▶ _Aim of the task_
For every entry below, retype it exactly as it reads.

** Data to use follows **

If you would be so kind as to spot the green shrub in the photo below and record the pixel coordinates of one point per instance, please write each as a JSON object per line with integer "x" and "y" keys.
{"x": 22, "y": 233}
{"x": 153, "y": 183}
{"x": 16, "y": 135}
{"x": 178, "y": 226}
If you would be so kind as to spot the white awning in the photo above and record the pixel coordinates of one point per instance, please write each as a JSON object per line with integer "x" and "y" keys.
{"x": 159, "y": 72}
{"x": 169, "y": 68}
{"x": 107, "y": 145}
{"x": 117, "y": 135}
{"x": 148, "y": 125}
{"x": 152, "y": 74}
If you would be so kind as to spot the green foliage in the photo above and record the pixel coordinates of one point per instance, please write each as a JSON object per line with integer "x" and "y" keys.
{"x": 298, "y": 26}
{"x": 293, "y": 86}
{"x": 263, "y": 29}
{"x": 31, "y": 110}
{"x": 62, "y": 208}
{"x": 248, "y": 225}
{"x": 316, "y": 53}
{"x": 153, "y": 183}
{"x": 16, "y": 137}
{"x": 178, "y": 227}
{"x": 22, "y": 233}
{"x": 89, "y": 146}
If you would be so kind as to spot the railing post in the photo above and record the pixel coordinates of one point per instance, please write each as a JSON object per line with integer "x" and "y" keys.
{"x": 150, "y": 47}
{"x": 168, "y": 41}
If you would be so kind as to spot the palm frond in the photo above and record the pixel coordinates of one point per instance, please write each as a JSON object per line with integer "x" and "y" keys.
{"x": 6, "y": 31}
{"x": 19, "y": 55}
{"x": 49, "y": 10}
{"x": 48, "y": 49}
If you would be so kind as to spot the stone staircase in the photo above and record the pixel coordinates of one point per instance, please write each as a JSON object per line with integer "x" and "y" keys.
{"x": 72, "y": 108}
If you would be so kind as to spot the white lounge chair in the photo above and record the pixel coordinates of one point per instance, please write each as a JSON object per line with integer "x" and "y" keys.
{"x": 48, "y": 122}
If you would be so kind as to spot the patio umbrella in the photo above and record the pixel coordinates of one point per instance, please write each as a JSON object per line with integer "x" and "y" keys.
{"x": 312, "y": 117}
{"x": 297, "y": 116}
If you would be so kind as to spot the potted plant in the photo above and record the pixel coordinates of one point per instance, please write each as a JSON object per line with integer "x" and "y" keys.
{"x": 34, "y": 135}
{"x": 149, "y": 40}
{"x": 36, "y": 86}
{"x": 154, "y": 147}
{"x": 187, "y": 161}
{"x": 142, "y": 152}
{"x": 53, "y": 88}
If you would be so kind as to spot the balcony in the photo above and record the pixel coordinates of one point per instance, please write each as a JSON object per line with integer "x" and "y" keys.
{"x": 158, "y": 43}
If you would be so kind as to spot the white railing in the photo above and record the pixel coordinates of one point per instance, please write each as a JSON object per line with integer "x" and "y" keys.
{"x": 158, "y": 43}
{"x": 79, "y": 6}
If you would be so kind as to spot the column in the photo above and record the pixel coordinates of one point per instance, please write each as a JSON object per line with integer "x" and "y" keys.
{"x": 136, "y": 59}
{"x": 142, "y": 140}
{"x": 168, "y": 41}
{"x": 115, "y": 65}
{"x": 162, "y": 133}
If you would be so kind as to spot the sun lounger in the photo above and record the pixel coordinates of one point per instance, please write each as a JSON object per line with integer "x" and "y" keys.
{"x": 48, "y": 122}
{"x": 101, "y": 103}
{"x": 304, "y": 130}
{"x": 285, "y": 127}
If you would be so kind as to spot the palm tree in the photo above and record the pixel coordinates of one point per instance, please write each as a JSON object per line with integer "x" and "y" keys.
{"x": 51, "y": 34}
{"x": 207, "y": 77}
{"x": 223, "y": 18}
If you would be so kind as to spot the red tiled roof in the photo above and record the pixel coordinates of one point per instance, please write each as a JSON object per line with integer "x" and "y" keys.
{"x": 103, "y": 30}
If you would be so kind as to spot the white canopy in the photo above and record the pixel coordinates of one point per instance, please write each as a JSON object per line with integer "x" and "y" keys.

** End of Data to use **

▶ _Response_
If you would be so kind as to spot the green shrub in the photo below and record the pixel coordinates of one point per instance, please write each as a JSON object per line with integer "x" and "y" keys.
{"x": 22, "y": 233}
{"x": 153, "y": 183}
{"x": 16, "y": 135}
{"x": 178, "y": 226}
If you would be so kind as to spot the white awning in the photo above and record the pixel coordinates of one point per instance, please write each as a JSON object per line with integer "x" and "y" keys.
{"x": 159, "y": 72}
{"x": 169, "y": 68}
{"x": 107, "y": 145}
{"x": 117, "y": 135}
{"x": 148, "y": 125}
{"x": 152, "y": 74}
If you would be so kind as to spot the green foliage in the photo above and record the pixel coordinates of one point per instance, please write each as a JSON object per line with integer "x" and "y" keys.
{"x": 298, "y": 26}
{"x": 293, "y": 86}
{"x": 263, "y": 29}
{"x": 31, "y": 110}
{"x": 62, "y": 208}
{"x": 248, "y": 225}
{"x": 316, "y": 53}
{"x": 153, "y": 183}
{"x": 16, "y": 137}
{"x": 178, "y": 227}
{"x": 22, "y": 233}
{"x": 89, "y": 146}
If you would be so kind as to spot the railing post in the photo above and record the pixel coordinates of one point per instance, please write each as a JSON object per line with integer "x" and "y" keys.
{"x": 150, "y": 47}
{"x": 168, "y": 41}
If you would be so kind as to spot the palm frond in the photo above and record the pixel coordinates of one point per instance, please write each as a JSON object per line with integer "x" and "y" keys.
{"x": 6, "y": 31}
{"x": 19, "y": 55}
{"x": 49, "y": 10}
{"x": 48, "y": 49}
If you would be so kind as to spot the stone staircase in the photo above and record the pixel coordinates of one point per instance, please write each as a JSON object per line with integer "x" and "y" keys.
{"x": 72, "y": 108}
If you would be so kind as to spot the white lounge chair in the photo above and record the pixel coordinates of one point per instance, please write each as a JSON object per line with integer "x" and "y" keys.
{"x": 48, "y": 122}
If you would be so kind as to spot the patio umbrella in the photo above and record the pixel coordinates of one point per instance, please write each as a JSON object per line with integer "x" and "y" keys.
{"x": 312, "y": 117}
{"x": 297, "y": 116}
If you would be so kind as to spot the potted plant in the photo above and record the pixel coordinates of one point per instance, please write each as a JSON object per line with integer "x" and "y" keys.
{"x": 34, "y": 135}
{"x": 149, "y": 40}
{"x": 36, "y": 86}
{"x": 154, "y": 147}
{"x": 187, "y": 161}
{"x": 142, "y": 152}
{"x": 53, "y": 88}
If you would be so kind as to spot the balcony in the photo above and record the pixel coordinates of one point per instance, please write each as a JSON object per line with integer "x" and "y" keys.
{"x": 158, "y": 43}
If you would be so kind as to spot the white railing in the photo above and record the pixel coordinates of one point per instance, please write each as a JSON object per line with integer "x" and "y" keys.
{"x": 158, "y": 43}
{"x": 79, "y": 6}
If you would be so kind as to spot the column in the photo above and record the pixel coordinates of one point per instance, please write each as a JSON object per line with integer "x" and "y" keys.
{"x": 136, "y": 59}
{"x": 142, "y": 140}
{"x": 168, "y": 41}
{"x": 115, "y": 65}
{"x": 162, "y": 133}
If you would be so kind as to spot the sun lounger in the photo above and record the pixel coordinates of one point per instance, please write each as a JSON object per line with integer "x" and "y" keys.
{"x": 48, "y": 122}
{"x": 101, "y": 103}
{"x": 304, "y": 130}
{"x": 285, "y": 127}
If you would be so kind as to spot the palm tree in the photo above and record the pixel coordinates of one point per instance, please write each as a JSON object per line with integer "x" and "y" keys.
{"x": 51, "y": 34}
{"x": 207, "y": 77}
{"x": 223, "y": 18}
If you would be so kind as to spot the red tiled roof in the photo above and record the pixel coordinates of one point per instance, please write each as a JSON object per line with integer "x" and "y" keys.
{"x": 103, "y": 30}
If you would be so kind as to spot the white canopy in the photo above and record the pixel coordinates of one point per instance, please write each as a JSON object per line with integer "x" and "y" keys.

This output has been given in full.